··· Input material

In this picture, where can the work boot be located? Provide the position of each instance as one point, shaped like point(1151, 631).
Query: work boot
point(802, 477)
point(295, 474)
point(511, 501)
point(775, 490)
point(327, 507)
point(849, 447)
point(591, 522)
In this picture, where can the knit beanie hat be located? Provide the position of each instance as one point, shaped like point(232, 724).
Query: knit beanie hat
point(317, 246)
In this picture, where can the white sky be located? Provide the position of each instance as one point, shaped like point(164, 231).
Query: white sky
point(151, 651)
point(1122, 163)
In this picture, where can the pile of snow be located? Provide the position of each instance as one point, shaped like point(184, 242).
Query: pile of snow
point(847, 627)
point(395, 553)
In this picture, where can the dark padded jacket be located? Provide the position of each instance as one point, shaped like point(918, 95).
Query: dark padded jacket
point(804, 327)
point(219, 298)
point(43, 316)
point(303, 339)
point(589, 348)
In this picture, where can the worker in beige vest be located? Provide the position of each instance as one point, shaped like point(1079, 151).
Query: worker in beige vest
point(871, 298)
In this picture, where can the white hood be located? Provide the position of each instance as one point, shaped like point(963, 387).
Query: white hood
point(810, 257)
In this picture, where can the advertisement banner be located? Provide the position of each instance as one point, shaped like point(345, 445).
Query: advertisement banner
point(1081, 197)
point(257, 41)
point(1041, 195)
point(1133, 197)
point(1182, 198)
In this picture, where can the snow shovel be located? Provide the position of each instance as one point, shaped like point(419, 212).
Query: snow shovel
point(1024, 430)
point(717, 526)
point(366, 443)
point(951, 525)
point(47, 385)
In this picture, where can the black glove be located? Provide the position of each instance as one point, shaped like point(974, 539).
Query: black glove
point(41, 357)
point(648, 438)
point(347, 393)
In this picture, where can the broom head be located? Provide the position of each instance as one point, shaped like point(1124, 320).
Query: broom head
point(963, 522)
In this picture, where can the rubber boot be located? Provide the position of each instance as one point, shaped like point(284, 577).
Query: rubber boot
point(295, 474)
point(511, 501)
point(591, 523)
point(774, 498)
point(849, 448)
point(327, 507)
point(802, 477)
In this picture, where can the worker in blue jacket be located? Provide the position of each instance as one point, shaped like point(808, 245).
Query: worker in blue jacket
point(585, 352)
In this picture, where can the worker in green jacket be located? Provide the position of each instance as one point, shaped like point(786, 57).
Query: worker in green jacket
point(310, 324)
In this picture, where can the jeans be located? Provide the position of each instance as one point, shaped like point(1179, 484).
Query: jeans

······

Output every line of the material above as a JSON list of strings, with one string per line and any blank lines omitted.

[
  "In this picture, where can the work boot be located? Provide the position of each instance as one point, shaped like point(1151, 631).",
  "Query: work boot",
  "point(802, 477)",
  "point(295, 474)",
  "point(511, 501)",
  "point(775, 490)",
  "point(327, 507)",
  "point(849, 447)",
  "point(591, 522)",
  "In this picture, where can the knit beanie hat be located? Provide the position of each instance as one point, shaped like point(232, 724).",
  "Query: knit beanie hat",
  "point(317, 246)",
  "In this picture, where can the white sky be located? Provide the position of each instance as one point, shaped like point(164, 231).",
  "Query: white sky",
  "point(151, 651)",
  "point(1122, 163)",
  "In this picture, where can the pile of snow be located? Provide the position of each instance as one point, shaped like point(184, 242).",
  "Query: pile of snow",
  "point(847, 627)",
  "point(395, 553)",
  "In this picture, where can the dark padded jacket be located? Provide the position of each instance as one point, shaped like point(918, 95).",
  "Query: dark padded jacket",
  "point(804, 327)",
  "point(219, 298)",
  "point(43, 316)",
  "point(303, 339)",
  "point(589, 348)",
  "In this picture, where can the worker in beige vest be located? Provide the position of each instance as one point, shaped like point(1079, 151).",
  "Query: worker in beige vest",
  "point(871, 298)",
  "In this picture, where can the white hood be located? Provide the position of each instance as one point, shaped like point(963, 387).",
  "Query: white hood",
  "point(810, 257)",
  "In this picture, where can the advertisement banner be located? Provide the position of each instance as one point, shaped like point(345, 445).",
  "Query: advertisement banner",
  "point(1081, 197)",
  "point(257, 41)",
  "point(1041, 195)",
  "point(1133, 197)",
  "point(1182, 198)",
  "In this picture, where can the snow shovel be located? Provide the position of each instance as one point, shaped like point(419, 212).",
  "Query: snow shovel",
  "point(1024, 430)",
  "point(717, 526)",
  "point(366, 443)",
  "point(951, 525)",
  "point(47, 385)",
  "In this picture, where can the black glove be located? Provide the position of each instance as one point, shaped like point(974, 539).",
  "Query: black glove",
  "point(41, 357)",
  "point(648, 438)",
  "point(347, 393)",
  "In this picture, where can the broom head be located? Provide the position of each instance as one point, shaped like point(1124, 320).",
  "Query: broom head",
  "point(963, 522)",
  "In this picture, where can the rubber boot be located? Provide the position of each instance as one point, shaped like point(284, 577).",
  "Query: rubber boot",
  "point(295, 474)",
  "point(511, 501)",
  "point(591, 523)",
  "point(774, 498)",
  "point(849, 448)",
  "point(327, 507)",
  "point(802, 477)",
  "In this picture, where can the worker in blue jacket be located? Provide the position of each instance as one point, shaped like point(808, 245).",
  "Query: worker in blue jacket",
  "point(585, 352)",
  "In this picture, where can the worker in green jacket be located? Provide the position of each instance as one point, shaped like point(786, 57).",
  "Query: worker in green jacket",
  "point(310, 324)",
  "In this picture, where can the jeans be located? Provide the position of each instance as one point, shaped like point(1179, 484).",
  "Query: jeans"
]